What is asked:
Reproduce the part of the entries that runs from the beginning through the line containing "[[161, 19]]", replacing "yellow cap brim" with "blue cap brim" and leaving everything else unchanged.

Part of a data file:
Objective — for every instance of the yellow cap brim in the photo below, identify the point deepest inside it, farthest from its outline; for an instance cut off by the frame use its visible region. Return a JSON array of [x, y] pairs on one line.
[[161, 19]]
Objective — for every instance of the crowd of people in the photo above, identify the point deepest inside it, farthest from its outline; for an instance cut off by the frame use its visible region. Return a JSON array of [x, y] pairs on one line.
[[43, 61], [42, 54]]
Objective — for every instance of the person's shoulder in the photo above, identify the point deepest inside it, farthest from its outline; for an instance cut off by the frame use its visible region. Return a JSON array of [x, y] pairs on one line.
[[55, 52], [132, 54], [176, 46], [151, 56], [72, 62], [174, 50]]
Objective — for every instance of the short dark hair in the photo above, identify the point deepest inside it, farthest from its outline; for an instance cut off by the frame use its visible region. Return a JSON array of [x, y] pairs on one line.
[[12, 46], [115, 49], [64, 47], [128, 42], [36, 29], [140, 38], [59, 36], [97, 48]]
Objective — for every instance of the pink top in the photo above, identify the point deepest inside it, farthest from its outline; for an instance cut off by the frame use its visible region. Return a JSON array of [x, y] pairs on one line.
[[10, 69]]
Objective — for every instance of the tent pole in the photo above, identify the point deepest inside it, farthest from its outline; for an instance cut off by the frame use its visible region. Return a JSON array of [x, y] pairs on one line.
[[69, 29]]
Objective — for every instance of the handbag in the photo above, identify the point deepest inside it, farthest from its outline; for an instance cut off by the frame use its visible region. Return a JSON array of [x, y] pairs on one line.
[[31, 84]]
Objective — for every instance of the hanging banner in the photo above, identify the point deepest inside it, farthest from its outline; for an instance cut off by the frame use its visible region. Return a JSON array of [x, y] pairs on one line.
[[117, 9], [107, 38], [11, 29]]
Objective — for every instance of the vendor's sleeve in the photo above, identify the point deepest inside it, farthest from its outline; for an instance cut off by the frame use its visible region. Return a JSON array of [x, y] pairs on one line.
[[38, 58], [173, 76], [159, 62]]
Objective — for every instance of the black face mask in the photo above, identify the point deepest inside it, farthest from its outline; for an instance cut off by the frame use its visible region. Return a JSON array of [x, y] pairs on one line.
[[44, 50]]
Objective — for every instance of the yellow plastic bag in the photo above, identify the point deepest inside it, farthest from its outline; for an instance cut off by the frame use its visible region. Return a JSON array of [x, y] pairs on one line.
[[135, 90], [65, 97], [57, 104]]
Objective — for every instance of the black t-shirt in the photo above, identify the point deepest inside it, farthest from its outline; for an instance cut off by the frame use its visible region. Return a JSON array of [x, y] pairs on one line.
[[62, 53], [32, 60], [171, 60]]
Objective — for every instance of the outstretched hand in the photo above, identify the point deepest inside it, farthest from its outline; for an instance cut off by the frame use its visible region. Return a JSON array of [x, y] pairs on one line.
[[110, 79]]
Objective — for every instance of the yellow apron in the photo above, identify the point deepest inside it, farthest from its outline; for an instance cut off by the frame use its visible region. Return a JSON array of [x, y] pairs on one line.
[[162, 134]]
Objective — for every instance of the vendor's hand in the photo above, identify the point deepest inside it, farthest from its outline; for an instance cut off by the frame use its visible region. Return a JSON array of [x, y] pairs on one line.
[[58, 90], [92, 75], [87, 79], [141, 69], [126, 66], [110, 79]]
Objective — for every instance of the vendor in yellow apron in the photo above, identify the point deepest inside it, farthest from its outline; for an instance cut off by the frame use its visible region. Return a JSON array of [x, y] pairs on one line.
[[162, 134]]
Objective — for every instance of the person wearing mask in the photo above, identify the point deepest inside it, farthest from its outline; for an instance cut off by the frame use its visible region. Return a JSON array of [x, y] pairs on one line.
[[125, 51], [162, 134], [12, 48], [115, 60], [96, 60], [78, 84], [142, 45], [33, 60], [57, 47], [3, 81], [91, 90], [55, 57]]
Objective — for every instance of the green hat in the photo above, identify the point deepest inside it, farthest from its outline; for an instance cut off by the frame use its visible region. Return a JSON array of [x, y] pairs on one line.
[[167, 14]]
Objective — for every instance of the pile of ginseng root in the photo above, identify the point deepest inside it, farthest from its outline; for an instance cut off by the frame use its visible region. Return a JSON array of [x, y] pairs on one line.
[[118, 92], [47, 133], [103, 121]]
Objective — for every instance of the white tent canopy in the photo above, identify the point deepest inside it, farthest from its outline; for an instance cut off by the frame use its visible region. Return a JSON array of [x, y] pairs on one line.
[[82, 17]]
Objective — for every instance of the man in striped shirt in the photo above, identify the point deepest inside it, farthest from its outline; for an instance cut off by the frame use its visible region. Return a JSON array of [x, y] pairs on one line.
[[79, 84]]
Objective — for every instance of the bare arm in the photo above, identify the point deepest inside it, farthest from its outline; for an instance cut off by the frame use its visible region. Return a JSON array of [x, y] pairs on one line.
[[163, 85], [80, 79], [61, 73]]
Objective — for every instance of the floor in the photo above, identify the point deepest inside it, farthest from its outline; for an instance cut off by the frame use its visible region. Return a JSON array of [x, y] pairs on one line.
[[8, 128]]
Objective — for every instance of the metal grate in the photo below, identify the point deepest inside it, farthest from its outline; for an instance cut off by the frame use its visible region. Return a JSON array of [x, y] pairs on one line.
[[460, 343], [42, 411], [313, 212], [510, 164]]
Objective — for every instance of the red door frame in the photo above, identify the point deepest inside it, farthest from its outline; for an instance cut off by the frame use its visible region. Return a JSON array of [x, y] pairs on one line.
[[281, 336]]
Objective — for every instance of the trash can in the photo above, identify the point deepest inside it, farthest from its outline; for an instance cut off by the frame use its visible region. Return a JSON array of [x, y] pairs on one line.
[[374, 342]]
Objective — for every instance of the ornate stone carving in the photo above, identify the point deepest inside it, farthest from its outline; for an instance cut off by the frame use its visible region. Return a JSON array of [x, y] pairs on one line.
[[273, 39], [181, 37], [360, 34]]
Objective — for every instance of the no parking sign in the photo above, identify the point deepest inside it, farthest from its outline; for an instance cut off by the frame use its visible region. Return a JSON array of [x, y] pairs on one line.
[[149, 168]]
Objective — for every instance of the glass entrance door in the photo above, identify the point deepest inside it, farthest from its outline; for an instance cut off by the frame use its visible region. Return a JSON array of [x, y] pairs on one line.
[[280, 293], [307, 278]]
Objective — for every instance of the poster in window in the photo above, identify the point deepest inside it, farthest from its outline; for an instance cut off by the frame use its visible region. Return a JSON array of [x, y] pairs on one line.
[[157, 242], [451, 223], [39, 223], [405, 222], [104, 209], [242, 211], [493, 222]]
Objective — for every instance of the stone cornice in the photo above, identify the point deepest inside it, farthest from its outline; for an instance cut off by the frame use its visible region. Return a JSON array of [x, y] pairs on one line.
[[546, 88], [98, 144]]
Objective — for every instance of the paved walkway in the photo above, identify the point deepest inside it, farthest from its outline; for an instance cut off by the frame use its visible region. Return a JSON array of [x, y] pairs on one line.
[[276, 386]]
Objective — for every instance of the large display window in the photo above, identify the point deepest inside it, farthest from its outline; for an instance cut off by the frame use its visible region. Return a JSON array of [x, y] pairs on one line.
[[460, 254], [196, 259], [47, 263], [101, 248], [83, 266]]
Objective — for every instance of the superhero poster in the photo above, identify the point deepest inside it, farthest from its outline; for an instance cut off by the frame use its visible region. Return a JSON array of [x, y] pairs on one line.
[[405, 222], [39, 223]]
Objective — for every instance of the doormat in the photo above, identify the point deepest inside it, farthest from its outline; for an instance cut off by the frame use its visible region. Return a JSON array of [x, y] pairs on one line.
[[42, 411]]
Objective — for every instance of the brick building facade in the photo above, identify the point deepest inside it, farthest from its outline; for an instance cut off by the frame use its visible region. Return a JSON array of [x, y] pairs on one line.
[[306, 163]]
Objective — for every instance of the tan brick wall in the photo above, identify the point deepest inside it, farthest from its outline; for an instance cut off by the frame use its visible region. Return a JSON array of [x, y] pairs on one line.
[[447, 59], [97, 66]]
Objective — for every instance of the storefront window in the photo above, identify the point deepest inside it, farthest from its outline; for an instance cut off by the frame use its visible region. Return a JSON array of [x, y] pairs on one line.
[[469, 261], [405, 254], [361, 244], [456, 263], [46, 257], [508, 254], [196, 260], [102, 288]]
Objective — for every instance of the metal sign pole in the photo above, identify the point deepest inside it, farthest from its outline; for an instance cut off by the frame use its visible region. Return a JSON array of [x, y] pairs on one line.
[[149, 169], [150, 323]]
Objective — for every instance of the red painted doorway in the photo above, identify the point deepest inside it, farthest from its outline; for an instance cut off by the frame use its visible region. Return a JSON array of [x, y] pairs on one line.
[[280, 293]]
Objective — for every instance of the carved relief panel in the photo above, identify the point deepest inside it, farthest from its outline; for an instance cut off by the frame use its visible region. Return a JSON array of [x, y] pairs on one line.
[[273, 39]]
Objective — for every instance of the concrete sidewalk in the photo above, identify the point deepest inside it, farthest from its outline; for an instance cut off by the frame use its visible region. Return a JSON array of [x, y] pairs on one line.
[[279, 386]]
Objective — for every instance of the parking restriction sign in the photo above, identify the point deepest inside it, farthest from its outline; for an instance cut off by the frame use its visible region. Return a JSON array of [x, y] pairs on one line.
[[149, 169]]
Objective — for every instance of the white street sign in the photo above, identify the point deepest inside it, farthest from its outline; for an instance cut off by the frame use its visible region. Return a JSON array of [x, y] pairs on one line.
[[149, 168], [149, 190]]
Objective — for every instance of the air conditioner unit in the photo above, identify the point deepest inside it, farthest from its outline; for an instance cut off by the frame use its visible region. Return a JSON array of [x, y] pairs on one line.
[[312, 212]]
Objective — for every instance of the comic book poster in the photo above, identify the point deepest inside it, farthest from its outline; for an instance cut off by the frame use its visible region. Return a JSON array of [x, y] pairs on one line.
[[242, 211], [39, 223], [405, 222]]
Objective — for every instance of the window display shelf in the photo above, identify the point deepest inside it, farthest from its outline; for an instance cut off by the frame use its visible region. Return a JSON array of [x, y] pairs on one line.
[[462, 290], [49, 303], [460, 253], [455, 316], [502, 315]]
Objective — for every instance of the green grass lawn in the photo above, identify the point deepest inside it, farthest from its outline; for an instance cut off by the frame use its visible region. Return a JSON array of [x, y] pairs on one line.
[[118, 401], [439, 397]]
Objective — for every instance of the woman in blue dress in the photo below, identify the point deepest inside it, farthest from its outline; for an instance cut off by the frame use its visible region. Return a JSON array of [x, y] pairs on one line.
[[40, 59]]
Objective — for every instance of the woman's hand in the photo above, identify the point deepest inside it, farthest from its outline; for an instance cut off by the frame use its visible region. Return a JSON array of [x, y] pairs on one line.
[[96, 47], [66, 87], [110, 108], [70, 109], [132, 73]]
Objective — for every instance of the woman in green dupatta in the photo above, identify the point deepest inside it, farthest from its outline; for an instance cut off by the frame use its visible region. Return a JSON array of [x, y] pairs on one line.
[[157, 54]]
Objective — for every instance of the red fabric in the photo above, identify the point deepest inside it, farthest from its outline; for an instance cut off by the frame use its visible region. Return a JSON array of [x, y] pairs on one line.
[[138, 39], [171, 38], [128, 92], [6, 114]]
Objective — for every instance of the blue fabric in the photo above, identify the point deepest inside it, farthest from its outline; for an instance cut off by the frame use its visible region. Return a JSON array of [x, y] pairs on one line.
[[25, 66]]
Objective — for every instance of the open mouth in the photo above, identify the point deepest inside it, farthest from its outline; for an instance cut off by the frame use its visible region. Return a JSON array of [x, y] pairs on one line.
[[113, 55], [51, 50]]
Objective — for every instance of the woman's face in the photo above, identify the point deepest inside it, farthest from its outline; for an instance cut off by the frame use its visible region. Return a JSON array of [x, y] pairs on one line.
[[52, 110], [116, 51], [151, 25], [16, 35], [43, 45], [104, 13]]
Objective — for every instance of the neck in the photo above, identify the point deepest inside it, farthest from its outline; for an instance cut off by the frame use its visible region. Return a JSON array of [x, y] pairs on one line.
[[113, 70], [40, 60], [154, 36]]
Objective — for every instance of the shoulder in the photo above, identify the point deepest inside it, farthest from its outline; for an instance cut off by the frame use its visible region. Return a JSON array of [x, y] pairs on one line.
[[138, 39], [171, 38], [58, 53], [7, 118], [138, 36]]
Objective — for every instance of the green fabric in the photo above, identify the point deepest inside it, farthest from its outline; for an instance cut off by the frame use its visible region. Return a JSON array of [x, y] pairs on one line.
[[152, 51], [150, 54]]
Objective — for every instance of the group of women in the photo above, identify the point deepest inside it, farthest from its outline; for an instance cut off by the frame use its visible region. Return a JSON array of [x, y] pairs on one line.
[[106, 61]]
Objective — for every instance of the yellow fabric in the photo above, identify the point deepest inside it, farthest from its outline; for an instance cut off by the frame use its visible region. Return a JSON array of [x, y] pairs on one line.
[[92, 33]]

Reply:
Objective — for every instance of the blue cap brim in the photo below, identify the point deepest inside it, farthest from its outline; for an instance cut off by the frame use its visible region. Return a JSON array of [x, y] pairs on one line.
[[161, 19]]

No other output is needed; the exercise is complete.